_WORK INSTRUCTION_
Find all lines below containing the string "coords" and return them.

_Stored records_
/---

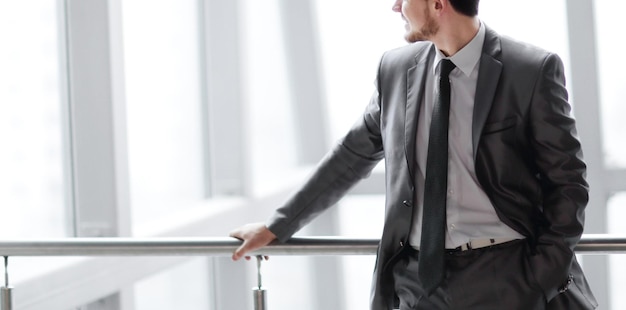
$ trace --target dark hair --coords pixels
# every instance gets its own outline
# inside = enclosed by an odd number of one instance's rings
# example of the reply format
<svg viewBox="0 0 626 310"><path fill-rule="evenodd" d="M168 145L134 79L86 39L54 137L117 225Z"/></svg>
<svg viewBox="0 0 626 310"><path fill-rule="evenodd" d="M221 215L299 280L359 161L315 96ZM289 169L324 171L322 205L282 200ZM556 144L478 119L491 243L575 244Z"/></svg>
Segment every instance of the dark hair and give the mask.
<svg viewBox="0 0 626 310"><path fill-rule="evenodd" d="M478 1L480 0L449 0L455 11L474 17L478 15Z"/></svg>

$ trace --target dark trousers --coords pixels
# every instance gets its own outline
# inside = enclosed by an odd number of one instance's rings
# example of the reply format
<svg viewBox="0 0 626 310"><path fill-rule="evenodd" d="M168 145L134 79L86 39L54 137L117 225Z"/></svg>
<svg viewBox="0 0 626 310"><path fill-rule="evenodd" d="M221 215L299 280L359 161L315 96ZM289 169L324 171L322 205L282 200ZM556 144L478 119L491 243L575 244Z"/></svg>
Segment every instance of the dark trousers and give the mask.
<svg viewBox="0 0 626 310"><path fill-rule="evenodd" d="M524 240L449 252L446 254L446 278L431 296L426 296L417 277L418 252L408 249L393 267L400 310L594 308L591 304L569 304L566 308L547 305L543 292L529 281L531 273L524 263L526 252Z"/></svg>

\---
/---

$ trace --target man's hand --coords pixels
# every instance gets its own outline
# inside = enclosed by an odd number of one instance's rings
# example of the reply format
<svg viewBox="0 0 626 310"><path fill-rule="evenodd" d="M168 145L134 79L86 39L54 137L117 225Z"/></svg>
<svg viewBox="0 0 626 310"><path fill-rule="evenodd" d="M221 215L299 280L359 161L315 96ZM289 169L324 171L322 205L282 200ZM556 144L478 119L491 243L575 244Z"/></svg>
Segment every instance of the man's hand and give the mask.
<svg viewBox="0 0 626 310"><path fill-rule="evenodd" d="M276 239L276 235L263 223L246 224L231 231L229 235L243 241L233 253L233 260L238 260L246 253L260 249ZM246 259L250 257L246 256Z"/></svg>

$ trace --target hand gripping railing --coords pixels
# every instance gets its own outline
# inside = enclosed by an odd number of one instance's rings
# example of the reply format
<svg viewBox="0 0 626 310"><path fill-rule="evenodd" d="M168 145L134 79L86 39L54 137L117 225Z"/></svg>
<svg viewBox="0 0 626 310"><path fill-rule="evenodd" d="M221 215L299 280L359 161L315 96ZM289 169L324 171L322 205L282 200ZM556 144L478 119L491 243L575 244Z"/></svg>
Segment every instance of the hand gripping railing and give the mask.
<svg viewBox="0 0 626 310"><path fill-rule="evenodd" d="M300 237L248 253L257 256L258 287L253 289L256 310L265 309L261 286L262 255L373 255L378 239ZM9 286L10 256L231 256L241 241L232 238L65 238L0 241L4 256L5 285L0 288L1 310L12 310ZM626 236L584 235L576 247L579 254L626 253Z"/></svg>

\---
/---

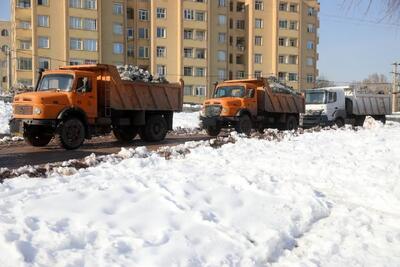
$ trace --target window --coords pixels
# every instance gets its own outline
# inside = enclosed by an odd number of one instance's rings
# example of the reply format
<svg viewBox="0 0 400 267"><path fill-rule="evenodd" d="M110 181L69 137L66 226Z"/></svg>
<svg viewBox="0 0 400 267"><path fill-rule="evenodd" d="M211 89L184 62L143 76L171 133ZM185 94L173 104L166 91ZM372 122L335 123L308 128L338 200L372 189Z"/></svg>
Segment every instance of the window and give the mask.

\---

_EXERCISE RESPONSE_
$ trace --target dark hair --coords pixels
$ trace --target dark trousers --coords pixels
$ trace --target man's hand --coords pixels
$ trace --target hand gripping railing --coords pixels
$ trace --target window --coords pixels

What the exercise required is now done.